● Record extracts:
######
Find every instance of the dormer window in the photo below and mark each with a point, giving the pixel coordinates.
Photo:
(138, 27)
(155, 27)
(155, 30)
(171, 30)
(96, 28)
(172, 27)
######
Copy the listing above line for line, without changing anything.

● Written answer:
Find every instance of the dormer window in the photo below and mark each with a point, giving the pixel coordinates.
Photo:
(138, 27)
(155, 27)
(155, 30)
(171, 30)
(96, 28)
(172, 27)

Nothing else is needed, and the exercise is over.